Thursday 15 November 2012, 15:52
Thank you to everyone who contributed to Wednesday's first programme from the Listeners' Archive. Your recordings meant that on the BBC's 90th anniversary, we were able to hear previously lost radio moments - from Skiffle Club and Music While You Work (the picture above shows Mr Wynford Reynolds on a factory visit for Music While You Work from 1942) on the Light Programme in the 1950s, to Chris Evans' first show on Radio 1 in 1995, via appearances from legends such as Jack Jackson, John Dunn, Kenny Everett, Tony Blackburn, and John Peel.
Our thanks go to everyone who sent in audio - and in particular to listeners Charles Wright, Kay Vere, Alan Hyde, Mick Freed, David Roberts, Brian Field, and Colin Smith. Also thank you to our experts and collectors: Paul Wilson from the British Library Sound Archive, David Lloyd, Graeme Stevenson from the Old Time Radio Show Collectors Association, and Brian Reynolds of the Masters of Melody website.

■ **DIRECTIONS**
[1] In the Listeners' Archive post, which organization is Paul Wilson from?
[2] Reproduce the Listeners' Archive post from "Our thanks go" up to and including "of Melody website.".
The rows have no connection to the Listeners' Archive post.

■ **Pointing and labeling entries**

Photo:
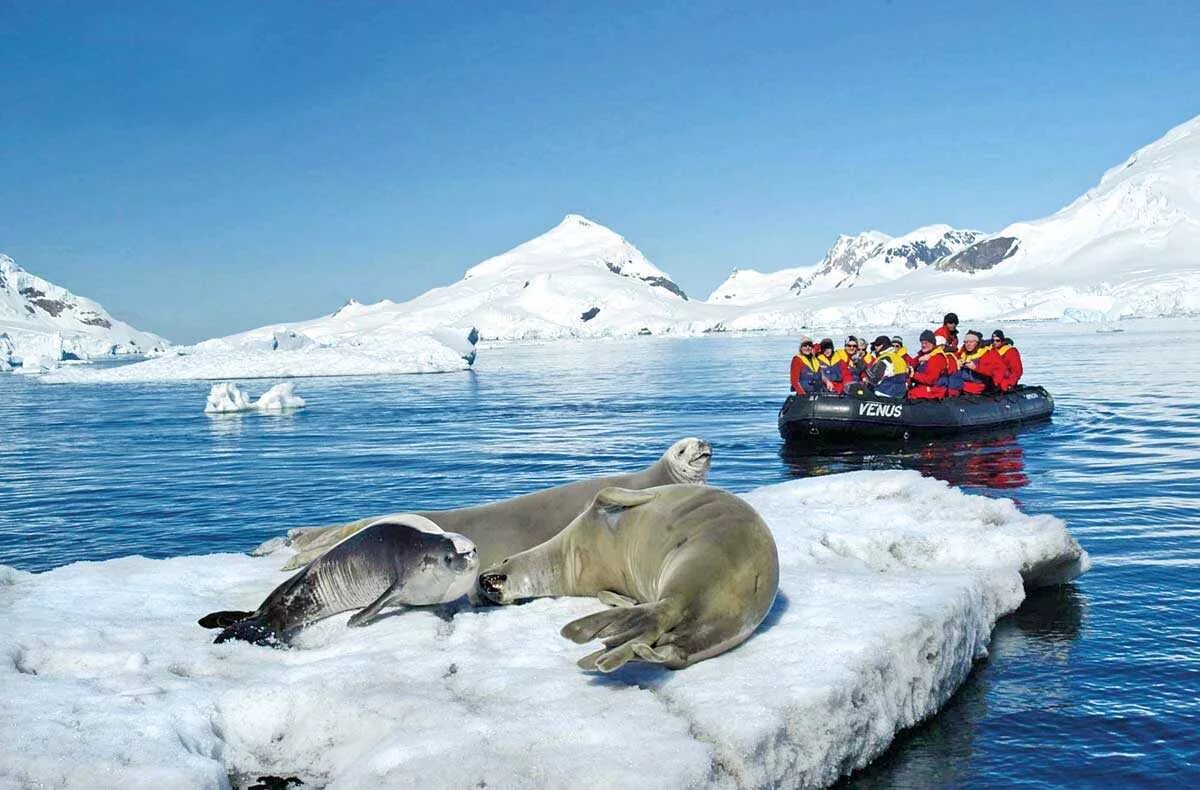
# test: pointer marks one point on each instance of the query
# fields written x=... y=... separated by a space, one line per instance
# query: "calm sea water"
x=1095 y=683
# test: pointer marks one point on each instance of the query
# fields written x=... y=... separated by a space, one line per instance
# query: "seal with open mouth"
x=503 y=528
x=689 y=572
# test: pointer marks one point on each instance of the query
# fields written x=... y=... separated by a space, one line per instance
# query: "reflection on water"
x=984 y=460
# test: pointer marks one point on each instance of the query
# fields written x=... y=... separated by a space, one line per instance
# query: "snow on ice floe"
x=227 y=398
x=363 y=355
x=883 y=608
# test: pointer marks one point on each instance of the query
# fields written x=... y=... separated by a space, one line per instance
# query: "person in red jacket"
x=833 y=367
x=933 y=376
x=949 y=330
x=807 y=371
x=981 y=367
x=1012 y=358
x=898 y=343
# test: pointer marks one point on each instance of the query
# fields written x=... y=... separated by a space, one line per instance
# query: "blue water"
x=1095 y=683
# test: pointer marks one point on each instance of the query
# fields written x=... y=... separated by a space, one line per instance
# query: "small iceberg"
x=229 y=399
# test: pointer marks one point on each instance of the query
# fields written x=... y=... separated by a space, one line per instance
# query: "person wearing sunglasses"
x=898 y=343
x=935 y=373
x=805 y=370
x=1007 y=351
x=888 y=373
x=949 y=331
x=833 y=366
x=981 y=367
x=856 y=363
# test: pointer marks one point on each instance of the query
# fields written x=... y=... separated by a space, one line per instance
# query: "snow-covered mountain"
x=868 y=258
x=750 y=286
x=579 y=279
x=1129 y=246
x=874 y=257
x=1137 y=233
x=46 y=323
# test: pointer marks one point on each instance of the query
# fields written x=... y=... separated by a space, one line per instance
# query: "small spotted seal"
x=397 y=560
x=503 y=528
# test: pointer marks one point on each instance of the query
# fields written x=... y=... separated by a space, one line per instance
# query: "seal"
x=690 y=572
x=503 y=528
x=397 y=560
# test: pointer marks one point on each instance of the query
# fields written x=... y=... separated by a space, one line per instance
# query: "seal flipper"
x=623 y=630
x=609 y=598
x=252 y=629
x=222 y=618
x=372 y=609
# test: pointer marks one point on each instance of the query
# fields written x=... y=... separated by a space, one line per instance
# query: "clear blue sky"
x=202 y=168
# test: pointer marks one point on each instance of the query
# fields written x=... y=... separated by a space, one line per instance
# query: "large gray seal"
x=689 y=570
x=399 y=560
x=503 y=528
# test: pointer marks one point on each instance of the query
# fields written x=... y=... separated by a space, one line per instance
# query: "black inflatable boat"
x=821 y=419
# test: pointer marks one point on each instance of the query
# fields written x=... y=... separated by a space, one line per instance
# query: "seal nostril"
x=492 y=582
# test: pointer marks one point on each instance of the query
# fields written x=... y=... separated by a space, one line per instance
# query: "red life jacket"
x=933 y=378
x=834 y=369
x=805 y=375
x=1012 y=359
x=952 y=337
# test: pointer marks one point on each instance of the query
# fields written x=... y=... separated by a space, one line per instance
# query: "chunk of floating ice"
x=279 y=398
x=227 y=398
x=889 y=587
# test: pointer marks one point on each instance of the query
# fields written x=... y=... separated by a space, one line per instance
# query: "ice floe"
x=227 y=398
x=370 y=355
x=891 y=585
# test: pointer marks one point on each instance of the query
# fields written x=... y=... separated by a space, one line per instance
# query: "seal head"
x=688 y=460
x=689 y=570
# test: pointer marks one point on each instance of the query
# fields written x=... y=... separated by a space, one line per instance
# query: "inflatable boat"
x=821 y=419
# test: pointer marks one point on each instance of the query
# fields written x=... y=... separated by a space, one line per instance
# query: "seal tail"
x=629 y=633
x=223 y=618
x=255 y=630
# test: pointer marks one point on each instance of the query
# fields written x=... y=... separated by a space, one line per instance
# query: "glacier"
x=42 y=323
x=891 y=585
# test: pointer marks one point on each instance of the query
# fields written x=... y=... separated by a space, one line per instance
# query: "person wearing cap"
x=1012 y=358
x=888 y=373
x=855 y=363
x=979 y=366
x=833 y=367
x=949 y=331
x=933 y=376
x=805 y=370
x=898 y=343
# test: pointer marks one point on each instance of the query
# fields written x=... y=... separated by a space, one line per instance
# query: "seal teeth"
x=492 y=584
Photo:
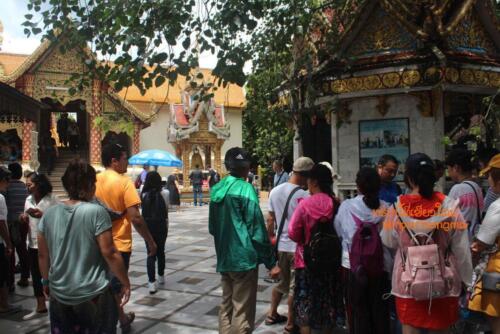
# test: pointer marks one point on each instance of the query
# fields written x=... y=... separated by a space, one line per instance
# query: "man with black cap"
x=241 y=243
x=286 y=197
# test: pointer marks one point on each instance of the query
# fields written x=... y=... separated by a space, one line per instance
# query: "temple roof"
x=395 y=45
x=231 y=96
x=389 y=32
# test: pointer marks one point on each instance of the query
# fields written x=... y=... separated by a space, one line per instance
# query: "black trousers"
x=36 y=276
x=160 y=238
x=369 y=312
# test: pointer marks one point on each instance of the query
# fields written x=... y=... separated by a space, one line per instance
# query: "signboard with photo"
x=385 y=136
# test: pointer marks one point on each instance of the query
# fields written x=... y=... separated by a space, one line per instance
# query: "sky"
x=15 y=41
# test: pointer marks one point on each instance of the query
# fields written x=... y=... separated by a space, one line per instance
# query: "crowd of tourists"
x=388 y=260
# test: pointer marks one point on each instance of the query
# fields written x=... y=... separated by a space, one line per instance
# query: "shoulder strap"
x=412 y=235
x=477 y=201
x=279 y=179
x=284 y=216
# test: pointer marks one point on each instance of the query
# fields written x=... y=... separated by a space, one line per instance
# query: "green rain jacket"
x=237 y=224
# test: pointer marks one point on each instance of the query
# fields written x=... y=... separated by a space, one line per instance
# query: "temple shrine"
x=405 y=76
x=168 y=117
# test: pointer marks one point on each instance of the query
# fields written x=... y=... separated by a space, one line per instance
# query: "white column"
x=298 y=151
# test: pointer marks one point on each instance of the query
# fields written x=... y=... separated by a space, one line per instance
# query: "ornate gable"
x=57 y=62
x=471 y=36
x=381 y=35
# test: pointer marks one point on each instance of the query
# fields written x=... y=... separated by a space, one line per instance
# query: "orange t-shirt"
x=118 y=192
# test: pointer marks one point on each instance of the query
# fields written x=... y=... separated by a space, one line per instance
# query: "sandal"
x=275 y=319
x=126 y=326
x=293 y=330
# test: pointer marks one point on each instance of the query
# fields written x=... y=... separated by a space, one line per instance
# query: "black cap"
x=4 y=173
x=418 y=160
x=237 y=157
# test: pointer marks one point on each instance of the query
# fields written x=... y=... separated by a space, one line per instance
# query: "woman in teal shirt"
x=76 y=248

■ **OUTPUTS BY TASK**
[1] The British Library Sound Archive.

[2]
Our thanks go to everyone who sent in audio - and in particular to listeners Charles Wright, Kay Vere, Alan Hyde, Mick Freed, David Roberts, Brian Field, and Colin Smith. Also thank you to our experts and collectors: Paul Wilson from the British Library Sound Archive, David Lloyd, Graeme Stevenson from the Old Time Radio Show Collectors Association, and Brian Reynolds of the Masters of Melody website.